Records shown →
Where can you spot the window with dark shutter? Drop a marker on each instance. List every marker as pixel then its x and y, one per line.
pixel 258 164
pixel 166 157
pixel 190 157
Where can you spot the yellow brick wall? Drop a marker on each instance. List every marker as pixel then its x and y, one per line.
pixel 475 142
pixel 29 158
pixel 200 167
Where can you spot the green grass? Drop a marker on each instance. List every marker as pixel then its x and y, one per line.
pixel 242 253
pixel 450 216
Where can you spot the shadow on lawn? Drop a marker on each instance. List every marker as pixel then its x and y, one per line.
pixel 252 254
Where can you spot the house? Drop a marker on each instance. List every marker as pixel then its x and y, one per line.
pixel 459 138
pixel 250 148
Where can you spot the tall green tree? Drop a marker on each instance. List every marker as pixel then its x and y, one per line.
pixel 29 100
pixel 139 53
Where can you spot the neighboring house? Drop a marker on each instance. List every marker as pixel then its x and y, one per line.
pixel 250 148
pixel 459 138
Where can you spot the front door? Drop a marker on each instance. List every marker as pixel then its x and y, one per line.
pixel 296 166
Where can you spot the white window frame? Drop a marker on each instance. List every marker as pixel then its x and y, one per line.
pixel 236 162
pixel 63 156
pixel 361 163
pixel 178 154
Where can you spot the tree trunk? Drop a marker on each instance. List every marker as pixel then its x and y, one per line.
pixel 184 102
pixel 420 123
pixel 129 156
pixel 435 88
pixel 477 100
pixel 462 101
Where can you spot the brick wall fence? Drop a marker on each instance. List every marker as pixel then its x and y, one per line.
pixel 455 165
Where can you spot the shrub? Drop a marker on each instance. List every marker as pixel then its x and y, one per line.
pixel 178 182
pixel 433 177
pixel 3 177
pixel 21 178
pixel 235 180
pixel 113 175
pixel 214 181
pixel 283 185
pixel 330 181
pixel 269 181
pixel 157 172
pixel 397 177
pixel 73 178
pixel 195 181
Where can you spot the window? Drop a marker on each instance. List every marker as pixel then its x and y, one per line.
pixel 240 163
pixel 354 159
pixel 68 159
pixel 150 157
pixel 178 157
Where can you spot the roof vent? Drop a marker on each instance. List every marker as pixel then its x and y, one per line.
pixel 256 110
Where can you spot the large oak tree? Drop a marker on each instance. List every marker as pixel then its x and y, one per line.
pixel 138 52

==

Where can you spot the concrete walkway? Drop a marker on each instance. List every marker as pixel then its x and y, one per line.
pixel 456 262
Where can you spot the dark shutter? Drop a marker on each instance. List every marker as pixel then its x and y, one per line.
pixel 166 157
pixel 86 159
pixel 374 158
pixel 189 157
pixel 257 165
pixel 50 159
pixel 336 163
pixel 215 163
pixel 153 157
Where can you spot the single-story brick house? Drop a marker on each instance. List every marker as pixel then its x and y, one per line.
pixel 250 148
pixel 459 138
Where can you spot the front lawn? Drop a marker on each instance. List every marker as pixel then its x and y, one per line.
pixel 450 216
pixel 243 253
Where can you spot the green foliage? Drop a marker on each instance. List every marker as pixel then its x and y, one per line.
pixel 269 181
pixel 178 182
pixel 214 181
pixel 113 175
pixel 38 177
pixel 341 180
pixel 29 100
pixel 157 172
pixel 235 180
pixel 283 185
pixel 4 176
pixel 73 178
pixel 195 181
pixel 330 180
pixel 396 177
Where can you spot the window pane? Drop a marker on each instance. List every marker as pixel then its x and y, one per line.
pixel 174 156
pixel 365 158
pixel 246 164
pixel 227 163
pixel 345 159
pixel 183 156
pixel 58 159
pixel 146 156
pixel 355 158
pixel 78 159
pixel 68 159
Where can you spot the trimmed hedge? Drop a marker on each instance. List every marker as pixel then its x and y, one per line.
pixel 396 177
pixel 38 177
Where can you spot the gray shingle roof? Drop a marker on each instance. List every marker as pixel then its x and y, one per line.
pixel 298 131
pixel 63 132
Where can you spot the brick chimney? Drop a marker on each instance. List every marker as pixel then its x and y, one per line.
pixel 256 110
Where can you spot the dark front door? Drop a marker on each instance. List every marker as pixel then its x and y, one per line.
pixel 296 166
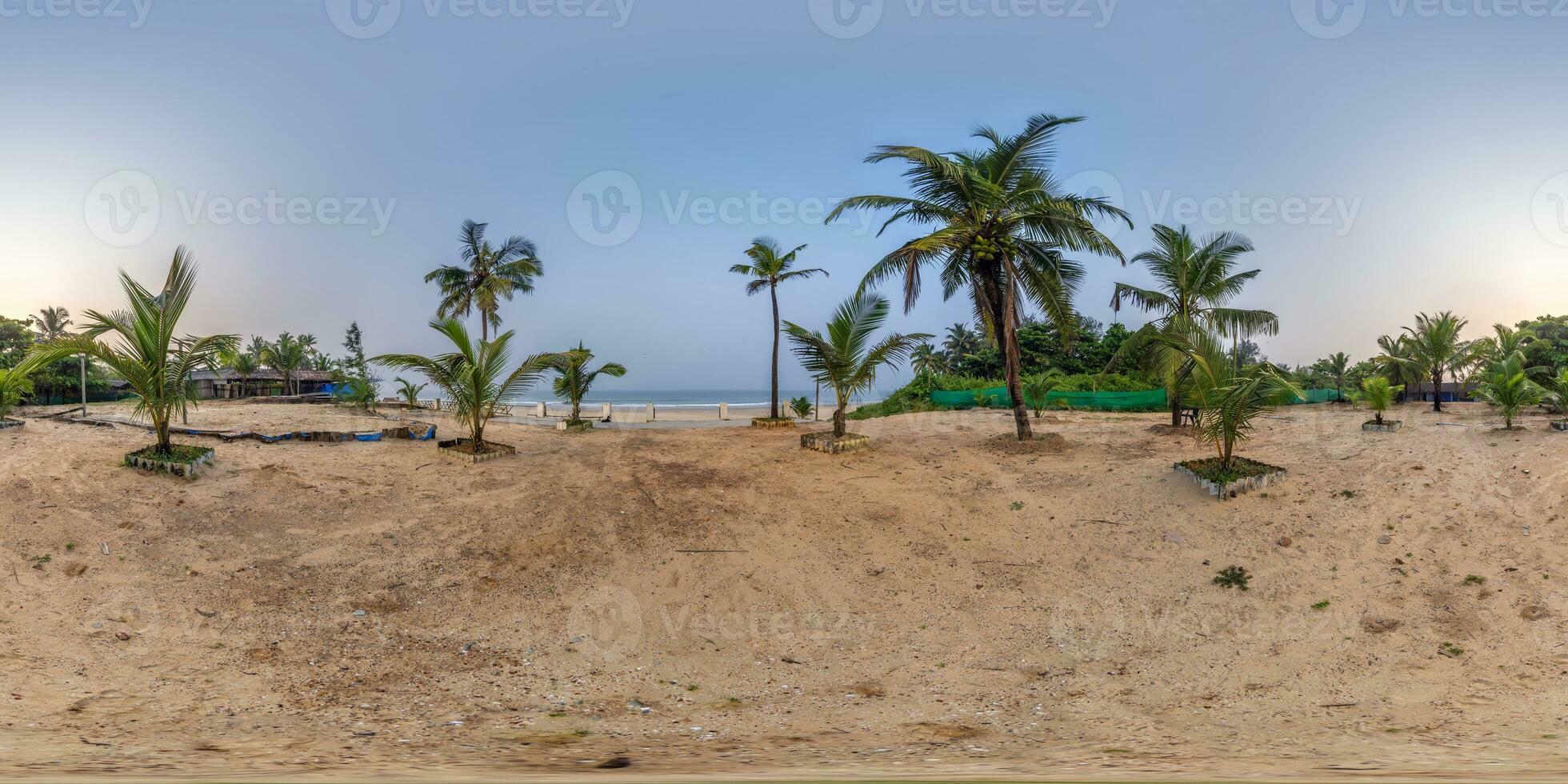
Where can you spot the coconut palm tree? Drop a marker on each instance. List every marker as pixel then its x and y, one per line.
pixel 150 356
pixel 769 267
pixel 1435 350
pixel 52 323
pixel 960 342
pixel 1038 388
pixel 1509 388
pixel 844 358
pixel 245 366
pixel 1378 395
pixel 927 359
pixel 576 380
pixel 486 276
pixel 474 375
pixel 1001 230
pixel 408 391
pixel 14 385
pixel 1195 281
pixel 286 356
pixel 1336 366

Work instructions → Quote the lines above word for word, from the line containing "Where can you spot the window with" up to and including the line containing "pixel 455 165".

Completed exercise →
Where can you spot the window with dark shutter? Drop a marker on each instance. List every marker as pixel then its x and y, one per line.
pixel 258 164
pixel 166 157
pixel 190 157
Where can you spot the yellow brick wall? Drop a marker on each instance. List every marker as pixel then its x and y, one per line.
pixel 475 142
pixel 29 158
pixel 200 167
Where can you spot the green grass? Drop a marker on each instance. List every marker as pixel then its x and y, one per line.
pixel 242 253
pixel 450 216
Where can you spot the shadow on lawn? Drop a marker on each instance. List every marker as pixel then its x and y, one per line.
pixel 252 254
Where can you spot the house? Drop a marker on each instance. List every marker as pixel then its x and y, one per line.
pixel 459 138
pixel 250 148
Where can you spot the tall green tree? Drop a marker on each instance. List every marker as pixel then its x and y, one per line.
pixel 29 100
pixel 139 53
Where can you spot the neighboring house? Drop a marker on each instance. List every marker as pixel then its x and y, one per line.
pixel 250 148
pixel 459 138
Where can you spot the front door? Drop a marker on each instance. List every marker as pixel then its x and y, one per line.
pixel 296 166
Where can you spot the white window frame? Drop a marker on each instance. List every marker as pixel then its x and y, one per line.
pixel 236 162
pixel 63 156
pixel 361 163
pixel 178 154
Where can you spot the tree trunk? Drop a marker on each instance. List every marker as pixel then its x and y, one per line.
pixel 184 102
pixel 420 123
pixel 129 156
pixel 435 88
pixel 477 100
pixel 462 101
Where can you spot the brick wall fence? Drop a marker on each instance. List every marker as pixel then its x and y, one per line.
pixel 455 165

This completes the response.